To do:
Keep to the lines from the one with "of the camouflage" through the end of the data, and write them out exactly.

Available data:
════

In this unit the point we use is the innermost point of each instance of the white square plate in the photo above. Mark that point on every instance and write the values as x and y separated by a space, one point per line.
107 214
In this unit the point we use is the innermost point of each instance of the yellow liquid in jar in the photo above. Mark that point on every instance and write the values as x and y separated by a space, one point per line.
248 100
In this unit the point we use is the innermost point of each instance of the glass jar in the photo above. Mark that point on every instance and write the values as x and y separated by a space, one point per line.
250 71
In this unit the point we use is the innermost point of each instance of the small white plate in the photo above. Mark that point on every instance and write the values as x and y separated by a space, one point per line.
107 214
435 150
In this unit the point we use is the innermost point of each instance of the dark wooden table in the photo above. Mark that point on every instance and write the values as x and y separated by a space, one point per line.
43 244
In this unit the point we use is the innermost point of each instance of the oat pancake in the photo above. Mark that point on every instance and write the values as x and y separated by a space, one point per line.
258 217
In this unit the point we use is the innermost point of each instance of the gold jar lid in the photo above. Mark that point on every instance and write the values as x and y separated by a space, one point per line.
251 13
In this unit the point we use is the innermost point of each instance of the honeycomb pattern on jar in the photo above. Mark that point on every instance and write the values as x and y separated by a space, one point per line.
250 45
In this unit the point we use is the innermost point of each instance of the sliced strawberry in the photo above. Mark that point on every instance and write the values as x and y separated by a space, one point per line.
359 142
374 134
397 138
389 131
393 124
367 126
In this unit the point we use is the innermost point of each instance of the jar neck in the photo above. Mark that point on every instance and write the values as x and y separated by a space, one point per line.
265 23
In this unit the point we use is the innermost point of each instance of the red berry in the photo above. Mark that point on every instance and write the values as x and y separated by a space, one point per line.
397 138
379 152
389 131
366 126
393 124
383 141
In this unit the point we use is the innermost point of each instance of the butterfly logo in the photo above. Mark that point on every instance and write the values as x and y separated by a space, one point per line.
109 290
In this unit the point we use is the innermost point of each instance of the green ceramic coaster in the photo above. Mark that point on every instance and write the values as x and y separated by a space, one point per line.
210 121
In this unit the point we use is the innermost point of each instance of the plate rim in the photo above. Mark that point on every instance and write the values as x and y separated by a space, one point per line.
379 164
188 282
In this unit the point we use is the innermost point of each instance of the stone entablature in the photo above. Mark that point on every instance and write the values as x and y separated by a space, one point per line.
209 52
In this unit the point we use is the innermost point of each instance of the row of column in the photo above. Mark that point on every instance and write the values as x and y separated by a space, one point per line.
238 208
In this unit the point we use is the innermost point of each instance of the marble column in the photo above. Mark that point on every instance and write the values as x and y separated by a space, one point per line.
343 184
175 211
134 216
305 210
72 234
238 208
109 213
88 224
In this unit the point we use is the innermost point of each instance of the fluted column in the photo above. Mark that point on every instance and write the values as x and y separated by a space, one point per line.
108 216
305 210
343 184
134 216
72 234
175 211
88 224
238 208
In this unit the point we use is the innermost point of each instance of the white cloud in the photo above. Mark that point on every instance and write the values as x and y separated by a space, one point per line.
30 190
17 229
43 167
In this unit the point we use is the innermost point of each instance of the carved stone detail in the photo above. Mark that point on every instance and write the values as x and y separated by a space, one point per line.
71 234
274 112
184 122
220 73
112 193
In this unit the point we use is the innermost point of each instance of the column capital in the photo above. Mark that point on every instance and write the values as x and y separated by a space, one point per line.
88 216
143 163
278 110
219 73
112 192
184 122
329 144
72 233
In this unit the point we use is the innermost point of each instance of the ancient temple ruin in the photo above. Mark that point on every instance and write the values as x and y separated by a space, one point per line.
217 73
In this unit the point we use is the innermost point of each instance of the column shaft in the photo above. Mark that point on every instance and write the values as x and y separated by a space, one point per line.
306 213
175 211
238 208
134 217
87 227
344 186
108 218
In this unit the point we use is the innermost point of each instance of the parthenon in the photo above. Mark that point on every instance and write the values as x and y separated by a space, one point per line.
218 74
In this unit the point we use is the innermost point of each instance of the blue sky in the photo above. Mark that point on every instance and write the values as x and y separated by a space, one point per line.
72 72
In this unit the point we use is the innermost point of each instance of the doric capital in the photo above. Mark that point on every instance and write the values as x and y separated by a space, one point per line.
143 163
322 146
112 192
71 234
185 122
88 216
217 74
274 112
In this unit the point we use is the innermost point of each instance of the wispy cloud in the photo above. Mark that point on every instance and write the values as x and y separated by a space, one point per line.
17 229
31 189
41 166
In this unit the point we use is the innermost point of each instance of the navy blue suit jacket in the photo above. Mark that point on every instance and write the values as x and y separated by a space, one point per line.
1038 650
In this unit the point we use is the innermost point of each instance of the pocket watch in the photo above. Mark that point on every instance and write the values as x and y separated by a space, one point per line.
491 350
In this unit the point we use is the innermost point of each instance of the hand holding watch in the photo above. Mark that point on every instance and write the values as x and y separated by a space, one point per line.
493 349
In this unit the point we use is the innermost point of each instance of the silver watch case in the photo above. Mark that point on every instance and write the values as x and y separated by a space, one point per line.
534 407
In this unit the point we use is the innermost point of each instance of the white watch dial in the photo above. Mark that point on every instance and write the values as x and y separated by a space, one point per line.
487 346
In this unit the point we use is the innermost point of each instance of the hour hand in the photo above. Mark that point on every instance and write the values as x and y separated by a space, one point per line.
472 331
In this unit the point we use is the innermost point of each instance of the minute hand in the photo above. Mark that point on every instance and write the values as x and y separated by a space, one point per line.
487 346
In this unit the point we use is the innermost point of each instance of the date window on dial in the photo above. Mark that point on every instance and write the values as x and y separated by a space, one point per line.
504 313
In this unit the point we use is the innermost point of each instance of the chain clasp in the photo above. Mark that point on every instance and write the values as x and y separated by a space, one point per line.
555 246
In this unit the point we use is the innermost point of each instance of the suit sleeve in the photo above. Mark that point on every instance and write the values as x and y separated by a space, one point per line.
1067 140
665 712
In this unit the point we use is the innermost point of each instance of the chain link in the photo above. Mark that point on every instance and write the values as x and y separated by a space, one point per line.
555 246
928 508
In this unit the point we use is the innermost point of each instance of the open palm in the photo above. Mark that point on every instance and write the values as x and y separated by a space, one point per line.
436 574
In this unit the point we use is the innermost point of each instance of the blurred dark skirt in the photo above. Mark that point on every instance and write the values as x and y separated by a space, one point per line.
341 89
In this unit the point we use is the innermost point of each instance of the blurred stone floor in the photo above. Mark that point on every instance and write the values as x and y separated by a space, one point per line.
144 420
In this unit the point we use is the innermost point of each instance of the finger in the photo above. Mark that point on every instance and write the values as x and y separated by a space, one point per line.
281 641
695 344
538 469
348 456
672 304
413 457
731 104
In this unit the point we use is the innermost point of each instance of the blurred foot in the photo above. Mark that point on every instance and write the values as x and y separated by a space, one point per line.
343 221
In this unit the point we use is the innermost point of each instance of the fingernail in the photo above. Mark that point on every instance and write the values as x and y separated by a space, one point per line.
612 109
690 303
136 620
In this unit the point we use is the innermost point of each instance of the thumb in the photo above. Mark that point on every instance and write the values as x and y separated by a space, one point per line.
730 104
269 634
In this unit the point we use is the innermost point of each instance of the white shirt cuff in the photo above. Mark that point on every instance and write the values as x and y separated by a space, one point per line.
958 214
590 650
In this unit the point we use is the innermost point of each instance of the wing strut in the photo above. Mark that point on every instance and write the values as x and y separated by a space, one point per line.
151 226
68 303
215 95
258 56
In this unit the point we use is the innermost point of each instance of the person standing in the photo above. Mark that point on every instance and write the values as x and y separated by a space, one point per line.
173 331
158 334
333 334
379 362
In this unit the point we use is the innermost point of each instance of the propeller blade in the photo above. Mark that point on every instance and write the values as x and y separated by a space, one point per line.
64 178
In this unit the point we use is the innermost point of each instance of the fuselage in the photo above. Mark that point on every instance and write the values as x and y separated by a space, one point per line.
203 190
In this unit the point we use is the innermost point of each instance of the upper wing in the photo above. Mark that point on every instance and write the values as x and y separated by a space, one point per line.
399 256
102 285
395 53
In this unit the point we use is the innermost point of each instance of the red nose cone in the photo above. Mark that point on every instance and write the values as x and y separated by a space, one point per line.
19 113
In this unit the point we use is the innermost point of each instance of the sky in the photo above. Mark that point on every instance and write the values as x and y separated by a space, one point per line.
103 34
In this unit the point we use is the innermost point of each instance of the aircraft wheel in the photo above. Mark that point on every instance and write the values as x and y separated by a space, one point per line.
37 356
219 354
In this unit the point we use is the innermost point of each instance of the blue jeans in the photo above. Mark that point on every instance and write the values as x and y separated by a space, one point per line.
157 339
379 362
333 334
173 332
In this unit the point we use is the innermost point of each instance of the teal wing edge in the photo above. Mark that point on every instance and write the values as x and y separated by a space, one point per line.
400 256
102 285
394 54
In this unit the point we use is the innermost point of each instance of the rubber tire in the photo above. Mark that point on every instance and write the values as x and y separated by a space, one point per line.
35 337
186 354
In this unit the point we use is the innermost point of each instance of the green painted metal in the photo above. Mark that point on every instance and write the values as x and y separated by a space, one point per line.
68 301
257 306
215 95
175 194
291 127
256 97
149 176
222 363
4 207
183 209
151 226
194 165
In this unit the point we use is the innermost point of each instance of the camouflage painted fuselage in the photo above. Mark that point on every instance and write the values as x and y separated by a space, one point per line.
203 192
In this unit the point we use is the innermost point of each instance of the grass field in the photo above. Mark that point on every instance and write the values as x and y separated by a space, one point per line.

════

Exercise response:
In this unit the point we use is the innermost point of each instance of the camouflage painted fuselage in the photo above. Mark that point on every instance and write the values as x and y separated by a space, one point per line.
203 192
In this unit the point we use is the innermost point of each instance of the grass field in the photo above. Mark that point on every instance and write the values as x and y separated by a space, one point per line.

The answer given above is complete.